Work instructions: Reproduce the records below word for word, starting at the line with "Verify that every instance of the grass meadow" and continuing up to and including the last line of the records.

Excerpted records:
= = =
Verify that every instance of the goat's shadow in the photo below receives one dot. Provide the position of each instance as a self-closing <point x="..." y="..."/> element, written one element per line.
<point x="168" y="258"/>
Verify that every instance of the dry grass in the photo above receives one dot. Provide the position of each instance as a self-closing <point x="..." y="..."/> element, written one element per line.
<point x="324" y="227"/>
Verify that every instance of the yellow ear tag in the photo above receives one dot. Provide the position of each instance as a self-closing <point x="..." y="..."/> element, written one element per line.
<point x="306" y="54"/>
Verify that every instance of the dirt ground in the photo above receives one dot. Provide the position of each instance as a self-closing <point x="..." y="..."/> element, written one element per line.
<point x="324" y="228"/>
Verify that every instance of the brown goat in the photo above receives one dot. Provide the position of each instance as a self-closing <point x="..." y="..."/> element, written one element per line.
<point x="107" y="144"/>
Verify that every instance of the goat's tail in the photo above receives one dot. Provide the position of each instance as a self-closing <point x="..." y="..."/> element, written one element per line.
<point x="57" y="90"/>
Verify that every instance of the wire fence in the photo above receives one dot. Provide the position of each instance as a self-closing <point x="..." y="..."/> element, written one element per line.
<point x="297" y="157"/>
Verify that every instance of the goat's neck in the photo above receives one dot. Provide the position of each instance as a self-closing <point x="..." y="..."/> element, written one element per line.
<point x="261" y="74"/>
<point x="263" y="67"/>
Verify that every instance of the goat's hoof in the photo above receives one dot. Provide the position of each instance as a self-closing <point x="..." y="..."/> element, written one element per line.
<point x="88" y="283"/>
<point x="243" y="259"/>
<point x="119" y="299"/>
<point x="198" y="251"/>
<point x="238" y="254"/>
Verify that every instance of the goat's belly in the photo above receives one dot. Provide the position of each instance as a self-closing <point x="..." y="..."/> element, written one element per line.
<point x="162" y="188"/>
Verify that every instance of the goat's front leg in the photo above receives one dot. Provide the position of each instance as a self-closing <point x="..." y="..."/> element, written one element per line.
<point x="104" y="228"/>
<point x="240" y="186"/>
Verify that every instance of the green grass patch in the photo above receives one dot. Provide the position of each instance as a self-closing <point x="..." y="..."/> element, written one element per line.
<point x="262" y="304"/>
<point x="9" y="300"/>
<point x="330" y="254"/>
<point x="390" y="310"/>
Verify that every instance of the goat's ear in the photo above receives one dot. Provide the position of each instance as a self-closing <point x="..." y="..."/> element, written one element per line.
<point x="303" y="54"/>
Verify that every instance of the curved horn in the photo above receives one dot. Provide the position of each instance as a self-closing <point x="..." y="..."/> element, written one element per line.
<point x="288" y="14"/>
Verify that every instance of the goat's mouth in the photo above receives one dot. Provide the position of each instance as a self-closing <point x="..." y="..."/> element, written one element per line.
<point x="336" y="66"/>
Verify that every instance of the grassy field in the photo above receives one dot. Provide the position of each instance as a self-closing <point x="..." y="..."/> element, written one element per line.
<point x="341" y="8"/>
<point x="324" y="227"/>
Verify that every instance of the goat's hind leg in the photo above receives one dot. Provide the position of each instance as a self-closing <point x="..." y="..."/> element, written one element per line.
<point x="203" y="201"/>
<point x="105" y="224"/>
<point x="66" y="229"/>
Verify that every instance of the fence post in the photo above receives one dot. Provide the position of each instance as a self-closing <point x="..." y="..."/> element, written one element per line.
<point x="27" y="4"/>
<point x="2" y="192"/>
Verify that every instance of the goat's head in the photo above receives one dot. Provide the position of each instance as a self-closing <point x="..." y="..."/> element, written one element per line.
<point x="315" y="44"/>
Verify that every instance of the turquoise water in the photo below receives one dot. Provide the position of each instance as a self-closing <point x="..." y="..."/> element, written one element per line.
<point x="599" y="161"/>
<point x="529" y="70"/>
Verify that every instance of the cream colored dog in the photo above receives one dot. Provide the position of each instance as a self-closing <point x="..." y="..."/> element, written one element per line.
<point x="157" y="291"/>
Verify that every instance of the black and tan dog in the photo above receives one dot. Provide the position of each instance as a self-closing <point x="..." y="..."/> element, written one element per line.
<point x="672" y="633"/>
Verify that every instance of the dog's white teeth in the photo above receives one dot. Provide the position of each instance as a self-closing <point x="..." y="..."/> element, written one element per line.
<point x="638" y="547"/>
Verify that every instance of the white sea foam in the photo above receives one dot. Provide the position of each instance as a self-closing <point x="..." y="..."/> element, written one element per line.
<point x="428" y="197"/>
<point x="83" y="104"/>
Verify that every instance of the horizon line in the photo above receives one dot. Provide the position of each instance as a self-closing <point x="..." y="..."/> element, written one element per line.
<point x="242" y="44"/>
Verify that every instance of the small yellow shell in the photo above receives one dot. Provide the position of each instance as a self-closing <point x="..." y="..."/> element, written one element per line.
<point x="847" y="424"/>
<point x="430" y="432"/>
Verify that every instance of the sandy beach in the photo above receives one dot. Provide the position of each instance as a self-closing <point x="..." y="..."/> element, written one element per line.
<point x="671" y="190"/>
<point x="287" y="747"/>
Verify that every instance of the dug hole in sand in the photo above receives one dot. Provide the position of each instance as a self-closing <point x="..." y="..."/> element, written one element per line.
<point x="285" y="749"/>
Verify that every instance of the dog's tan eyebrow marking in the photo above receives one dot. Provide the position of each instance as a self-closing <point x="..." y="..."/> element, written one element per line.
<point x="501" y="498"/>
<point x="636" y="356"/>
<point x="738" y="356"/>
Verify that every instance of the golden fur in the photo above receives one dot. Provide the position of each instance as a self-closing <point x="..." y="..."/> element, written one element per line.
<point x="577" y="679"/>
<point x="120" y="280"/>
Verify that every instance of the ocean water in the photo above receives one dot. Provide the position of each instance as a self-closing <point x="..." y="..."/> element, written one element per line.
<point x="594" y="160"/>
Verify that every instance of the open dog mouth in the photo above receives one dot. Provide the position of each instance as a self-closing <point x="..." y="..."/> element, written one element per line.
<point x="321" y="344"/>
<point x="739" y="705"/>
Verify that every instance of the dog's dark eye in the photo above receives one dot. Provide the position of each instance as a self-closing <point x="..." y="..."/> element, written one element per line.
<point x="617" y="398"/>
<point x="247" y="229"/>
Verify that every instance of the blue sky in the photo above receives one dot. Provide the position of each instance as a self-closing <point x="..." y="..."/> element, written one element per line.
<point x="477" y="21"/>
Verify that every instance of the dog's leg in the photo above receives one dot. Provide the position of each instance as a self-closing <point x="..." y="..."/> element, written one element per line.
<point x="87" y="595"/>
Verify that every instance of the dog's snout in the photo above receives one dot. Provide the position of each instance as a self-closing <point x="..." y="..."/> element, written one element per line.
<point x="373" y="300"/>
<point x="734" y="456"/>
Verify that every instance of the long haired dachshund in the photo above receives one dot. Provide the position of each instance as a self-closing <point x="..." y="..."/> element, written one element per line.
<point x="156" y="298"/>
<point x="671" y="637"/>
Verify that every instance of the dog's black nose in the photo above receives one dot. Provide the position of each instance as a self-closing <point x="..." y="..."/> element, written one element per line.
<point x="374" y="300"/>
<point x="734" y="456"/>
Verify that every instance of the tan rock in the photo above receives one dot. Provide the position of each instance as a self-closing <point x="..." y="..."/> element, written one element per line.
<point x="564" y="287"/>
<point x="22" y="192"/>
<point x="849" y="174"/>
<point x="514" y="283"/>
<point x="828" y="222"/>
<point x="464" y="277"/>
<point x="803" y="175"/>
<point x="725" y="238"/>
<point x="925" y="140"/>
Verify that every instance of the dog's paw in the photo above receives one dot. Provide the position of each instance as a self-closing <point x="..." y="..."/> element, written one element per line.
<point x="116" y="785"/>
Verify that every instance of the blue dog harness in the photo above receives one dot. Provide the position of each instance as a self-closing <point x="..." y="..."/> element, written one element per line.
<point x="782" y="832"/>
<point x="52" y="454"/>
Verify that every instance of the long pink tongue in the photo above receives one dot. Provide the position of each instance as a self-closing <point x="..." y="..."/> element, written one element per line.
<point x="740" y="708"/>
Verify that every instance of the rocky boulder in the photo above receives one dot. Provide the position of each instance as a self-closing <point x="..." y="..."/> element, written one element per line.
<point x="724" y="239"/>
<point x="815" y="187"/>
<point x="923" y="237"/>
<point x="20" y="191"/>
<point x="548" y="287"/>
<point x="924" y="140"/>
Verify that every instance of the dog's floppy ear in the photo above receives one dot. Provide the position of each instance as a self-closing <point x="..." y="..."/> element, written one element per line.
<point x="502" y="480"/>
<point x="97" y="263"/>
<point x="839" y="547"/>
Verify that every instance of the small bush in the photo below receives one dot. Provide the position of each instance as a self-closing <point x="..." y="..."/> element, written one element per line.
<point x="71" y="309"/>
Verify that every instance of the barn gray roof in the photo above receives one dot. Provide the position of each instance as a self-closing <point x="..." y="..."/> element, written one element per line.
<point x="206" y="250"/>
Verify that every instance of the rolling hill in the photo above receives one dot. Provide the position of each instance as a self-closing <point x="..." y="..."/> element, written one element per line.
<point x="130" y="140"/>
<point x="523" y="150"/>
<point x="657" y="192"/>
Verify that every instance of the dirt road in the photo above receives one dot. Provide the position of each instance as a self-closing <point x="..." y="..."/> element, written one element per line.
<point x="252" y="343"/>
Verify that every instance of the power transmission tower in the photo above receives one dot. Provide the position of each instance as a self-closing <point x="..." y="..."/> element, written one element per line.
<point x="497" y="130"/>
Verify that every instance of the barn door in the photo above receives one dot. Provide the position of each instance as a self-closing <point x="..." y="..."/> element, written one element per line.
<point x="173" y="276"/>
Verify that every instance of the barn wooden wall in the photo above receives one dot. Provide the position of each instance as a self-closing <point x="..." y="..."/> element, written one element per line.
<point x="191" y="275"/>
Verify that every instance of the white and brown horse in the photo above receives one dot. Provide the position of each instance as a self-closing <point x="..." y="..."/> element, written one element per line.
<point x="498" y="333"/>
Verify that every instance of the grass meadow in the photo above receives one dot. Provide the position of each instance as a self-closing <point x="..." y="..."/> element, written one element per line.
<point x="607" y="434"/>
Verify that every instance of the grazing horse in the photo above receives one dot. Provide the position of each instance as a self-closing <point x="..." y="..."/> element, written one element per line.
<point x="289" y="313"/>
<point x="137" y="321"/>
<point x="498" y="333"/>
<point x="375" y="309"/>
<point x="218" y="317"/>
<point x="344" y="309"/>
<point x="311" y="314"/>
= = =
Written solution:
Verify that every instance of the grass meadow in the photo above receives one dot. Provide the position of each instance as a self-closing <point x="..." y="..."/> element, written one element per line.
<point x="607" y="434"/>
Verify that every instance of the grazing horse in the photo above receives one dot. Provide the position of each instance as a self-closing <point x="..." y="..."/> element, written one element per line.
<point x="289" y="313"/>
<point x="137" y="321"/>
<point x="498" y="333"/>
<point x="375" y="309"/>
<point x="218" y="317"/>
<point x="344" y="309"/>
<point x="311" y="314"/>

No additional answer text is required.